### Given request
Repeat everything in the material exactly.
# # #
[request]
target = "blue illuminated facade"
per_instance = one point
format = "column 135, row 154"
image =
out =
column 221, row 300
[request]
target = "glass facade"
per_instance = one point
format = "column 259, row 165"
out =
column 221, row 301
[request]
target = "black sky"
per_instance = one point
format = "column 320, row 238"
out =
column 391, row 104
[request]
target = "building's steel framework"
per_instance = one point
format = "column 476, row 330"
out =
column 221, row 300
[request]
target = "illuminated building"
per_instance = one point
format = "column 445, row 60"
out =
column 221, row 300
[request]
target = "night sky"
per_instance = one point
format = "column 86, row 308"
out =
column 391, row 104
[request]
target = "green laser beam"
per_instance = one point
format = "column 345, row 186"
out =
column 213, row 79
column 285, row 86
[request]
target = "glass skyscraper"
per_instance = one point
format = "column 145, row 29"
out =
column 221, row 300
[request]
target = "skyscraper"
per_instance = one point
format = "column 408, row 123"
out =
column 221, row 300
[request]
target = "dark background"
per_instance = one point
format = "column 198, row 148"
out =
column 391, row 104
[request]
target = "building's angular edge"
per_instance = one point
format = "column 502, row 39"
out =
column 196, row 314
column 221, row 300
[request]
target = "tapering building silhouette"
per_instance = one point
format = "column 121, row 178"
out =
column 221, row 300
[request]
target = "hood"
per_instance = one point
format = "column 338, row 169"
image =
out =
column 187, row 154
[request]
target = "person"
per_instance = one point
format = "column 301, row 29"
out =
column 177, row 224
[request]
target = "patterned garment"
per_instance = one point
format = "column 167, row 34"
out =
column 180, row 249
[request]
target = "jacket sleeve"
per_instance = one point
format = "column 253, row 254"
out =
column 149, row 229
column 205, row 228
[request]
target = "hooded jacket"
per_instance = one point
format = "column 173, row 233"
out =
# # #
### Written solution
[request]
target = "blue illuminated facade"
per_instance = one point
format = "column 135, row 154"
image =
out =
column 221, row 300
[request]
target = "glass facade"
per_instance = one point
format = "column 259, row 165"
out =
column 221, row 301
[request]
target = "black sky"
per_instance = one point
format = "column 320, row 238"
out =
column 391, row 104
[request]
target = "building's steel framework"
per_instance = one point
format = "column 476, row 330"
out =
column 221, row 300
[request]
target = "illuminated building"
per_instance = one point
format = "column 445, row 60"
out =
column 221, row 300
[request]
target = "night sky"
per_instance = one point
format = "column 86, row 308"
out =
column 391, row 104
[request]
target = "green laser beam"
per_instance = one point
format = "column 345, row 186"
out =
column 213, row 79
column 285, row 86
[request]
target = "glass skyscraper"
per_instance = one point
format = "column 145, row 29"
out =
column 221, row 300
[request]
target = "skyscraper"
per_instance = one point
format = "column 408, row 123"
out =
column 221, row 300
[request]
target = "dark background"
per_instance = one point
format = "column 198, row 148"
out =
column 391, row 104
[request]
target = "building's angular edge"
per_instance = one point
format = "column 502, row 39"
out =
column 196, row 314
column 221, row 300
[request]
target = "tapering building silhouette"
per_instance = one point
format = "column 121, row 178"
out =
column 221, row 300
[request]
target = "hood"
per_instance = one point
format = "column 338, row 169"
image =
out =
column 187, row 154
[request]
target = "person"
per_instance = one point
format = "column 301, row 29"
out =
column 177, row 224
[request]
target = "patterned garment"
per_instance = one point
format = "column 167, row 34"
out =
column 180, row 249
[request]
target = "jacket sleeve"
per_instance = one point
format = "column 253, row 254"
out =
column 149, row 229
column 205, row 228
[request]
target = "hooded jacket"
per_instance = one point
format = "column 173, row 233"
out =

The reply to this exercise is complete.